The Carnation stuff has too much other crap in it, but I did find this malt powder at King Arthur. When I get home, I’ll look up the proportion we used, ‘cause you don’t want to put too much.

gailcalled's avatar

And is this not the perfect Fluther question? No insults, no offense, and magical secret information. Now, if Harp would only sell his cookies along with the Fluther T-shirt.

Seesul's avatar

@Harp: oh wow. My son absolutely loves malt, no telling what he’ll do when I bring that stuff in the house.

@gail
yes, purrrfect. Now if it would only cool off long enough to get the oven going again. 106 in the shade.

breedmitch's avatar

I’m with seesul on this one. My family has always followed the recipe on the Toll House package. It’s my favorite because that’s what I grew up with.

Seesul's avatar

I can’t wait to try it with the tips on here, especially the ones that Harp has provided. Like I said, I’ve done them by accident, now I’m going to make a point of it. I do cheat and double the chocolate, though.

gailcalled's avatar

@Harp ;How did you become a professional chocolatier? (And a harp maker? Any other hobbies that we should know about?)

Harp's avatar

The proportion of malt powder we used was 2 tsp/lb. of butter. That’s enough to get the malt flavor, but more than that will do funky things to the texture. Malt powder is very hygroscopic and will clump like crazy with humidity, so store it in a very tightly closed container. Whisk it into the granulated sugar of your recipe before adding the sugar to the butter.

@gail
I had worked in pastry for a few years in France and stateside when I got the itch to try chocolate work. Contrary to what you might think, not many people take to chocolate work because it’s highly technical and restrictive. Chocolate behaves in seemingly inscrutable ways unless you understand the underlying principles. And even then, there’s a limited palette of flavors that harmonize with chocolate and a limited season in which you can work with it. You have to be comfortable working within these narrow confines, and most culinarions aren’t.

Anyway, I had the good fortune of landing a job in the best chocolate shop in Paris, where I worked for several years. Chocolate came to feel like my element and I had no desire to move back into the wider pastry world.

Later, when we went back to the States for family reasons, I got lucky again and hooked up with a great restaurant that was willing to make the substantial investment to set up a chocolate kitchen and gave me the freedom to do whatever I felt like. After over a decade of that, the restaurant went the way of most restaurants, and by that time I couldn’t see much new chocolate territory to blaze and had grown tired of the foodie scene.

:: Exercise aim ::
Write the next part of the forum thread about cookie recipes and chocolate work, picking up after its last sentence. These rows have no connection to the forum thread about cookies and chocolate work.

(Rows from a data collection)
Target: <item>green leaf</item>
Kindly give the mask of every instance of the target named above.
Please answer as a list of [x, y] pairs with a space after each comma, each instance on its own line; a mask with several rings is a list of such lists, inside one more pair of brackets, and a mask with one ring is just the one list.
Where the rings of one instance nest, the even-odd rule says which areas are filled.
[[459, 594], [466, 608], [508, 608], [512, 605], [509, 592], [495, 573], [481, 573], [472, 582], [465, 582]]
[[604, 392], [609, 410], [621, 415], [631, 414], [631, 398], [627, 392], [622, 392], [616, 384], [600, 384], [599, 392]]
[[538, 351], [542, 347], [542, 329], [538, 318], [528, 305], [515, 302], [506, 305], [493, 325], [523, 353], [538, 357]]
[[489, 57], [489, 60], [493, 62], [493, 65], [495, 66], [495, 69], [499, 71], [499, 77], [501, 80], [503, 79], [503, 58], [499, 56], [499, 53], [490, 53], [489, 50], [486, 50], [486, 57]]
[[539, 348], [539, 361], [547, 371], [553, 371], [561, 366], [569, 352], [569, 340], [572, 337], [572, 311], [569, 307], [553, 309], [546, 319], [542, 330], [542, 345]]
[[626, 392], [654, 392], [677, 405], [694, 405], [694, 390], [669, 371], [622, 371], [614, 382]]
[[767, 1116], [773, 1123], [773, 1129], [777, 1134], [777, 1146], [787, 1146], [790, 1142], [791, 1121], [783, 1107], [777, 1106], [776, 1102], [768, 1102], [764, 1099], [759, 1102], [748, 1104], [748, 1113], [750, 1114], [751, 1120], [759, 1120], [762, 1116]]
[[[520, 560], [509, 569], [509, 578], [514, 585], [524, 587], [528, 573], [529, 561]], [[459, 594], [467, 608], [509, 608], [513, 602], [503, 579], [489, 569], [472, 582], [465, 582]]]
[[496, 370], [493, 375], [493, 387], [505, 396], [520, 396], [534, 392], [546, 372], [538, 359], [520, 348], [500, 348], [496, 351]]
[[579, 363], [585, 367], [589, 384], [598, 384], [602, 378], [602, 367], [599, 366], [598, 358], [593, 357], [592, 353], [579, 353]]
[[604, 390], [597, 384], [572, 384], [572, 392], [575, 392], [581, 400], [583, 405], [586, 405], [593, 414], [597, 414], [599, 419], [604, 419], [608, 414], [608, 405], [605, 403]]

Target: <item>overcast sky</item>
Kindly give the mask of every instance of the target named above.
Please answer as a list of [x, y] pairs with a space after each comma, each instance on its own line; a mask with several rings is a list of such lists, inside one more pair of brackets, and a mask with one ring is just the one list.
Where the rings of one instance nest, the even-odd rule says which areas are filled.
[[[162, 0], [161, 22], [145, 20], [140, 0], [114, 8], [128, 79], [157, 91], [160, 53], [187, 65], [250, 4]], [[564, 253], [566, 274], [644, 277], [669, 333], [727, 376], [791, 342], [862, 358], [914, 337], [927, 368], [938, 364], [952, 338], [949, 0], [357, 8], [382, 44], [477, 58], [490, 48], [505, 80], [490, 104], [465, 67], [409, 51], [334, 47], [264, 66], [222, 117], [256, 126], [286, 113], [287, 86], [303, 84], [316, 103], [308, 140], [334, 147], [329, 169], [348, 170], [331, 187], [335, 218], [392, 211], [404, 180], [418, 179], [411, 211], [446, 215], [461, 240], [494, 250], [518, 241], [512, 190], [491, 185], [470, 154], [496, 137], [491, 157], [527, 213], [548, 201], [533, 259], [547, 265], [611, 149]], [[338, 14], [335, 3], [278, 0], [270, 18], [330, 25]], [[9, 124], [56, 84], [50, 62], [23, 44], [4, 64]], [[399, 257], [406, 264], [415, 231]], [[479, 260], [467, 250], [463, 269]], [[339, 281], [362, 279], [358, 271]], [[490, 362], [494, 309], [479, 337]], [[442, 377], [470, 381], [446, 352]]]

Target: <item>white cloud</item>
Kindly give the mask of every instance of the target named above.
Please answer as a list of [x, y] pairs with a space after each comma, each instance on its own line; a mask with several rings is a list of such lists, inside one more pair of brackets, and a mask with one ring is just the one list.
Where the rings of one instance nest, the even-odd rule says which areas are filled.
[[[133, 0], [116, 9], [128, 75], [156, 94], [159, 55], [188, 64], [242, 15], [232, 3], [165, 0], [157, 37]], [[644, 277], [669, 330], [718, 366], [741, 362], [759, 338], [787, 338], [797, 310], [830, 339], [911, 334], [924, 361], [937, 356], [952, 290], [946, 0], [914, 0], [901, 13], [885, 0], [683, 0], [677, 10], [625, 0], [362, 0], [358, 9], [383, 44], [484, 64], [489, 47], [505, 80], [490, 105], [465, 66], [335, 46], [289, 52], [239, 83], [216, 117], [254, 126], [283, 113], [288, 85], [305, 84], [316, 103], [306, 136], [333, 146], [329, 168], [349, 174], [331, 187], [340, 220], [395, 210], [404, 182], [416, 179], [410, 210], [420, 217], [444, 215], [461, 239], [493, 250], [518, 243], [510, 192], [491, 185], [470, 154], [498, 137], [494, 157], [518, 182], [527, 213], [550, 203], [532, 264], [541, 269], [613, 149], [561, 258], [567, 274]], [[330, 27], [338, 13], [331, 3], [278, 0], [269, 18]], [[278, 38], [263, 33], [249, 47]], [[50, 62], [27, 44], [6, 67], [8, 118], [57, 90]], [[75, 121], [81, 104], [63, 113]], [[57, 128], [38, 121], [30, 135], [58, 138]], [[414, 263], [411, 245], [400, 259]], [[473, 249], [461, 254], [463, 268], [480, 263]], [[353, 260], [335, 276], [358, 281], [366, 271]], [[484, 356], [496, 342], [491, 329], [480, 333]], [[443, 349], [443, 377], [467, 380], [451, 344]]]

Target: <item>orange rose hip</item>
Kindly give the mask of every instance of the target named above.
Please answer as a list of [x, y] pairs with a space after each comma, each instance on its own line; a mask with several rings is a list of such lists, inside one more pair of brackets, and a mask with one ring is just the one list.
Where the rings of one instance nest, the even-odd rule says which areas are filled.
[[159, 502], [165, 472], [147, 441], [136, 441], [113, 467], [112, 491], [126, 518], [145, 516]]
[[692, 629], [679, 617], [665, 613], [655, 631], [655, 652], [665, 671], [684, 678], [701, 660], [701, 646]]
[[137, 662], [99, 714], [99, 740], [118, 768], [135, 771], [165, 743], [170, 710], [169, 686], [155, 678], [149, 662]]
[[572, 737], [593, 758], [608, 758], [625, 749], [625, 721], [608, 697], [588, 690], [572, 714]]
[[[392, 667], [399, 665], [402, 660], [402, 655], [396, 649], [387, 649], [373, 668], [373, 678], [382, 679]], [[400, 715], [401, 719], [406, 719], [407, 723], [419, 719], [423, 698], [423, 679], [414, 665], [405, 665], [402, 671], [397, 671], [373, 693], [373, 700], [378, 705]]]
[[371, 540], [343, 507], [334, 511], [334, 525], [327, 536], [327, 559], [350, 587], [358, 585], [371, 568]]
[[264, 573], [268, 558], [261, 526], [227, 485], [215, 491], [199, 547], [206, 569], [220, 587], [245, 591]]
...
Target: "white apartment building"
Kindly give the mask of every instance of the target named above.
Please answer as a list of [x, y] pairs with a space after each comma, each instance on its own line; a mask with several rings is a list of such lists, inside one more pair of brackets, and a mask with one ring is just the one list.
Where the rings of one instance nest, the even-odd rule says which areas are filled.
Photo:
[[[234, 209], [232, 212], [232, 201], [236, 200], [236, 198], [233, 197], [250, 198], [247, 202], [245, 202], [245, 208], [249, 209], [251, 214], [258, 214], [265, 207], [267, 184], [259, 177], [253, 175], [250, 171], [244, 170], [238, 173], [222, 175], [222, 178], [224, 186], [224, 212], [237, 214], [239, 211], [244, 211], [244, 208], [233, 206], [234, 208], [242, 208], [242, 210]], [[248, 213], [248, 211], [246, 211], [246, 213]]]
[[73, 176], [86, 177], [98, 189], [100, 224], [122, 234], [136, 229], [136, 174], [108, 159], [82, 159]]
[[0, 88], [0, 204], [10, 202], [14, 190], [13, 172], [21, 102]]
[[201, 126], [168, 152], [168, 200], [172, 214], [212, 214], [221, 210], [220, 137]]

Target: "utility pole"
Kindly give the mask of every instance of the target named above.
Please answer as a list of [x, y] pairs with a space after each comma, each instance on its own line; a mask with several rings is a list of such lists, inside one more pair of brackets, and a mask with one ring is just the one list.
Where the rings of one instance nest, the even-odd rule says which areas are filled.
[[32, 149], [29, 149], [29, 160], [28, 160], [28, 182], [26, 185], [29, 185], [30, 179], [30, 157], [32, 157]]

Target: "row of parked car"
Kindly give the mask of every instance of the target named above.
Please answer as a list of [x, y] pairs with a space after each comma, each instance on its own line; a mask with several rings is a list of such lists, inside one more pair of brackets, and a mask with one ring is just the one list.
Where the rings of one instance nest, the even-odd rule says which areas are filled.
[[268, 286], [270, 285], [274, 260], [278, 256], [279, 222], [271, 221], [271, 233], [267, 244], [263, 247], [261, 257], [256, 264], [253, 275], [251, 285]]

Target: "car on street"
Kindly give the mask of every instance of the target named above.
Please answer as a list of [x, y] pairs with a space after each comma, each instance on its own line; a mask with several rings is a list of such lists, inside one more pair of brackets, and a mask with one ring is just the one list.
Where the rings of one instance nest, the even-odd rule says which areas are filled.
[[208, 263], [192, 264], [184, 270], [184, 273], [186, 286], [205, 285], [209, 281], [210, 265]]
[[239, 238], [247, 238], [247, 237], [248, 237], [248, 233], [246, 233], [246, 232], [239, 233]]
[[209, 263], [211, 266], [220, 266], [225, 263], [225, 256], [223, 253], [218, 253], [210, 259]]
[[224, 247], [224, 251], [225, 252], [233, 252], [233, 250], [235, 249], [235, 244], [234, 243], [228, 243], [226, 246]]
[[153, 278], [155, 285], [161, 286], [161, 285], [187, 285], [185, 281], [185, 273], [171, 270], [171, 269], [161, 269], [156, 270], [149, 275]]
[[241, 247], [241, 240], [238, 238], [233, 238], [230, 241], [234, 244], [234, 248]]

:: Task output ::
Since then, I’ve been teaching chocolate work at a culinary college and have my wonderful (non-food related) day job. I’ll save the harp saga for a later occasion

Knotmyday's avatar

Thank you for the term “culinarion.”

gailcalled's avatar

@harp; that was as elegant a description as I have read. I am eagerly waiting for the harp saga.. and I am so curious about your present day job that I must rudely ask, “What’s your present day job?”

Harp's avatar

I work in a university clinic that designs and fabricates highly customized equipment for people with severe disabilities. Why they were willing to hire a guy with my resume is still a mystery to me, but it has really turned out to be my dream job. I’m surrounded by amazing people.

gailcalled's avatar

And they have you. Can you design me a robot to weed? My knees are giving out.

delirium's avatar

Harp is male?! And is a master of chocolate!? Marry me!

janbb's avatar

Hey – I lurved him first!

gailcalled's avatar

No. I am at the head of the queue (I snuck in privately.)

Harp's avatar

On this week’s episode of “Big Lurve”...

janbb's avatar

This sounds like the beginnings of a great reality t.v. show:

“Who wants to Marry a Chocolatier?”

Will it be Hungry Woman #1, #2 or #3.?

@gailcalled: I think saying you got dibs because of a private message is cheating! :)

gailcalled's avatar

@janbb; chocolate bars at twenty paces; choose your second. I want the guy with the gorilla avatar.

janbb's avatar

I’ll take keybo.

Seesul's avatar

…so gail can be the goril of his dreams?
sorry, hiding now so I won’t get egged, chocolate okay, though
You didn’t create this site for a doctor only, we now know it was created to find a chocolatier!